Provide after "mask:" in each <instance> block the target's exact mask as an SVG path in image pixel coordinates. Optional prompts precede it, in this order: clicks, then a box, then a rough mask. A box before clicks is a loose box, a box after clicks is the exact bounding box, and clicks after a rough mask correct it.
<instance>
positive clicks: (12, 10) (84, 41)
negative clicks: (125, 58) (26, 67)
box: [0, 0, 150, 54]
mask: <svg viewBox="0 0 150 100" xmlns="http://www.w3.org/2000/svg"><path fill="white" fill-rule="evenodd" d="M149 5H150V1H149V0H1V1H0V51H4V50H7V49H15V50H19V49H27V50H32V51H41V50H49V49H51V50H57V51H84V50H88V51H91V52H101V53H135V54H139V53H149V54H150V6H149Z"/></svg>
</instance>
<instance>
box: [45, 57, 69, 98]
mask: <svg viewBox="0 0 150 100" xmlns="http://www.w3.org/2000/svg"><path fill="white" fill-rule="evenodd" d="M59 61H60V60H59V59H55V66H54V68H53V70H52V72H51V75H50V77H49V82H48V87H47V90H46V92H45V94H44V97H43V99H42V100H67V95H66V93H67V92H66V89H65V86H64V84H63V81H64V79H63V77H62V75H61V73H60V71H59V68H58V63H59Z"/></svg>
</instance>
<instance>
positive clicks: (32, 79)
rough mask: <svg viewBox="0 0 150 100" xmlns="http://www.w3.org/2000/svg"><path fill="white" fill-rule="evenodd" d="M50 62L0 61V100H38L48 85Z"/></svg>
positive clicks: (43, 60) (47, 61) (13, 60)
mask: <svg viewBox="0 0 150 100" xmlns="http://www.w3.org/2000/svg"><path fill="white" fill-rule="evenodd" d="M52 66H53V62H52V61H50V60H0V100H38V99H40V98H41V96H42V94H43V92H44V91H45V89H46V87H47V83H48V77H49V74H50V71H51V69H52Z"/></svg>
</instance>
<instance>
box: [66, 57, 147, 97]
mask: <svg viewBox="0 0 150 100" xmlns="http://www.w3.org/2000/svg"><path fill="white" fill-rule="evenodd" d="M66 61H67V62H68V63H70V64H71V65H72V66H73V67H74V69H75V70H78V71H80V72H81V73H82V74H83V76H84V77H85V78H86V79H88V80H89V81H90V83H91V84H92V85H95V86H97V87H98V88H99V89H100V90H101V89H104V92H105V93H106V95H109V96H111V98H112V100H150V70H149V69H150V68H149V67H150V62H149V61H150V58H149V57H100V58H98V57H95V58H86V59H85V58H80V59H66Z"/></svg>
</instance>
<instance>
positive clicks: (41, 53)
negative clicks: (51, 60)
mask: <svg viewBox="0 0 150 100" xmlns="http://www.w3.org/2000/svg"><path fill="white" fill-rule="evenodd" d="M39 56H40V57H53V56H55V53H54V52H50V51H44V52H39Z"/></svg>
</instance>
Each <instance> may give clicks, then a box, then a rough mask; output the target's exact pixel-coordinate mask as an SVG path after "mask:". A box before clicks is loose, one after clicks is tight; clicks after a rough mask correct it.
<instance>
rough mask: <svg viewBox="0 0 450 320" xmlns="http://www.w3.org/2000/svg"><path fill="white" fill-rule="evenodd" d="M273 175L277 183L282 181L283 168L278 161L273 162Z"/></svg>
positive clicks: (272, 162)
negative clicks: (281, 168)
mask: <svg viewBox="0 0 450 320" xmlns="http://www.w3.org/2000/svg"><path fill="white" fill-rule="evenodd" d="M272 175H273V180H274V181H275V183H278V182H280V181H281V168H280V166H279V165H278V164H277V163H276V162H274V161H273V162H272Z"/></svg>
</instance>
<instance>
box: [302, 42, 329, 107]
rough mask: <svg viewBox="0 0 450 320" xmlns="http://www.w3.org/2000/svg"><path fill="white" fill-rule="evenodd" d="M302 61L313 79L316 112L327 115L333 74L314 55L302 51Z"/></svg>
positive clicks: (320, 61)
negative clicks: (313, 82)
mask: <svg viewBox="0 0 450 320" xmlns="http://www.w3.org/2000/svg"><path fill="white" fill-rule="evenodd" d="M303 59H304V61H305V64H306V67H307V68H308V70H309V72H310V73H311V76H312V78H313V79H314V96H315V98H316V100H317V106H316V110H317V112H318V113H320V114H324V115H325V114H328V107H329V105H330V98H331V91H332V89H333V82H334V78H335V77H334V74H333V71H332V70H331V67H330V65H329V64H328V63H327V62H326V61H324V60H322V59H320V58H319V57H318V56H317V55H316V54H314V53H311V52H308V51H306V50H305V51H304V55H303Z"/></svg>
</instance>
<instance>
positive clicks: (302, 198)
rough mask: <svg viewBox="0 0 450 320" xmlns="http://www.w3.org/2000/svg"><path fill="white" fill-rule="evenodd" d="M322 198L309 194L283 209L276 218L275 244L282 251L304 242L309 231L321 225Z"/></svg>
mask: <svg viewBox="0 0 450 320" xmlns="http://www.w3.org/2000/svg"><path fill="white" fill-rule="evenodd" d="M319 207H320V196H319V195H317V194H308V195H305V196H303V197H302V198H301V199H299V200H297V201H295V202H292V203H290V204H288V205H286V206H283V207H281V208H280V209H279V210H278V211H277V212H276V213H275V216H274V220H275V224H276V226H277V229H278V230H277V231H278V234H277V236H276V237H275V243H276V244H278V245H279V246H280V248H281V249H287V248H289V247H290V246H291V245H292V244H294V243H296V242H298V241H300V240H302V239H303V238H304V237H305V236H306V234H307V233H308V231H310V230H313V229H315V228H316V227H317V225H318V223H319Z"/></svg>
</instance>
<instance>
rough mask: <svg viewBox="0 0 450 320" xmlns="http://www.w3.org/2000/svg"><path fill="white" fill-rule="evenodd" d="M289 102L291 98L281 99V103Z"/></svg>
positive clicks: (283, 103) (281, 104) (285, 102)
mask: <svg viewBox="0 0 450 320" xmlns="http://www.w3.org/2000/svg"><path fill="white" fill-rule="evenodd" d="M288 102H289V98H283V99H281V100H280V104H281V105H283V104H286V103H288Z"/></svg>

» Exercise
Will you copy out all of the rows above, reproducing every line character for character?

» Solution below
Provide after "mask:" in each <instance> block the target's exact mask as an SVG path in image pixel coordinates. Optional prompts precede it, in this order: clicks, then a box, then a rough mask. A box before clicks is a loose box, a box after clicks is the exact bounding box, and clicks after a rough mask correct it.
<instance>
positive clicks: (12, 10) (84, 41)
negative clicks: (125, 58) (26, 67)
box: [0, 0, 150, 54]
mask: <svg viewBox="0 0 150 100" xmlns="http://www.w3.org/2000/svg"><path fill="white" fill-rule="evenodd" d="M149 5H150V1H149V0H1V1H0V51H4V50H7V49H15V50H19V49H27V50H32V51H41V50H49V49H51V50H57V51H84V50H88V51H91V52H101V53H135V54H139V53H149V54H150V6H149Z"/></svg>
</instance>
<instance>
box: [45, 57, 69, 98]
mask: <svg viewBox="0 0 150 100" xmlns="http://www.w3.org/2000/svg"><path fill="white" fill-rule="evenodd" d="M59 61H60V60H59V59H55V66H54V68H53V70H52V72H51V75H50V77H49V82H48V87H47V90H46V92H45V94H44V97H43V99H42V100H67V95H66V93H67V92H66V89H65V86H64V84H63V81H64V79H63V77H62V75H61V73H60V71H59V68H58V63H59Z"/></svg>
</instance>
<instance>
positive clicks: (32, 79)
rough mask: <svg viewBox="0 0 150 100" xmlns="http://www.w3.org/2000/svg"><path fill="white" fill-rule="evenodd" d="M50 62L0 61V100H38L48 85Z"/></svg>
positive clicks: (43, 60) (47, 61) (13, 60)
mask: <svg viewBox="0 0 150 100" xmlns="http://www.w3.org/2000/svg"><path fill="white" fill-rule="evenodd" d="M52 66H53V62H52V61H50V60H0V100H38V99H40V98H41V96H42V94H43V92H44V91H45V89H46V87H47V83H48V77H49V74H50V71H51V69H52Z"/></svg>
</instance>
<instance>
box: [66, 57, 147, 97]
mask: <svg viewBox="0 0 150 100" xmlns="http://www.w3.org/2000/svg"><path fill="white" fill-rule="evenodd" d="M66 61H67V62H68V63H70V64H71V65H72V66H73V67H74V69H75V70H78V71H80V72H81V73H82V74H83V76H84V77H85V78H86V79H88V80H89V81H90V83H91V84H92V85H95V86H97V87H98V88H99V89H100V90H101V89H104V92H105V93H106V95H109V96H111V98H112V100H150V70H149V69H150V68H149V67H150V62H149V61H150V58H149V57H100V58H98V57H95V58H86V59H85V58H80V59H66Z"/></svg>
</instance>
<instance>
positive clicks: (41, 53)
negative clicks: (51, 60)
mask: <svg viewBox="0 0 150 100" xmlns="http://www.w3.org/2000/svg"><path fill="white" fill-rule="evenodd" d="M39 56H40V57H53V56H55V53H54V52H50V51H44V52H39Z"/></svg>
</instance>
Each <instance> may give clicks, then a box, then a rough mask; output the target's exact pixel-coordinate mask as an SVG path after "mask:". A box before clicks is loose, one after clicks is tight; clicks after a rough mask correct it.
<instance>
rough mask: <svg viewBox="0 0 450 320" xmlns="http://www.w3.org/2000/svg"><path fill="white" fill-rule="evenodd" d="M273 175L277 183L282 181L283 168L278 161L273 162Z"/></svg>
positive clicks: (272, 162)
negative clicks: (281, 168)
mask: <svg viewBox="0 0 450 320" xmlns="http://www.w3.org/2000/svg"><path fill="white" fill-rule="evenodd" d="M272 175H273V180H274V181H275V183H278V182H280V181H281V168H280V166H279V165H278V164H277V163H276V162H274V161H273V162H272Z"/></svg>
</instance>
<instance>
box: [302, 42, 329, 107]
rough mask: <svg viewBox="0 0 450 320" xmlns="http://www.w3.org/2000/svg"><path fill="white" fill-rule="evenodd" d="M302 61L313 79L316 112L327 115L333 74L314 55L302 51Z"/></svg>
positive clicks: (320, 61)
negative clicks: (313, 82)
mask: <svg viewBox="0 0 450 320" xmlns="http://www.w3.org/2000/svg"><path fill="white" fill-rule="evenodd" d="M303 59H304V61H305V64H306V67H307V68H308V70H309V72H310V73H311V76H312V78H313V79H314V96H315V98H316V100H317V106H316V110H317V112H318V113H320V114H324V115H325V114H328V107H329V105H330V98H331V91H332V89H333V82H334V78H335V77H334V74H333V71H332V70H331V67H330V65H329V64H328V63H327V62H326V61H324V60H322V59H320V58H319V57H318V56H317V55H316V54H314V53H311V52H308V51H306V50H305V51H304V55H303Z"/></svg>
</instance>
<instance>
positive clicks: (302, 198)
rough mask: <svg viewBox="0 0 450 320" xmlns="http://www.w3.org/2000/svg"><path fill="white" fill-rule="evenodd" d="M322 198L309 194L283 209L276 218L275 244L282 251L304 242L309 231L321 225Z"/></svg>
mask: <svg viewBox="0 0 450 320" xmlns="http://www.w3.org/2000/svg"><path fill="white" fill-rule="evenodd" d="M319 207H320V196H319V195H317V194H308V195H305V196H303V197H302V198H301V199H299V200H297V201H295V202H292V203H290V204H288V205H286V206H283V207H281V208H280V209H279V210H278V211H277V212H276V213H275V216H274V220H275V224H276V226H277V229H278V230H277V231H278V234H277V236H276V237H275V243H276V244H278V245H279V246H280V248H281V249H287V248H289V247H290V246H291V245H292V244H294V243H296V242H298V241H300V240H302V239H303V238H304V237H305V236H306V234H307V233H308V231H310V230H313V229H315V228H316V227H317V225H318V223H319Z"/></svg>
</instance>
<instance>
rough mask: <svg viewBox="0 0 450 320" xmlns="http://www.w3.org/2000/svg"><path fill="white" fill-rule="evenodd" d="M289 102L291 98L281 99V103Z"/></svg>
positive clicks: (283, 103) (281, 104) (285, 102)
mask: <svg viewBox="0 0 450 320" xmlns="http://www.w3.org/2000/svg"><path fill="white" fill-rule="evenodd" d="M288 102H289V98H283V99H281V100H280V104H281V105H283V104H286V103H288Z"/></svg>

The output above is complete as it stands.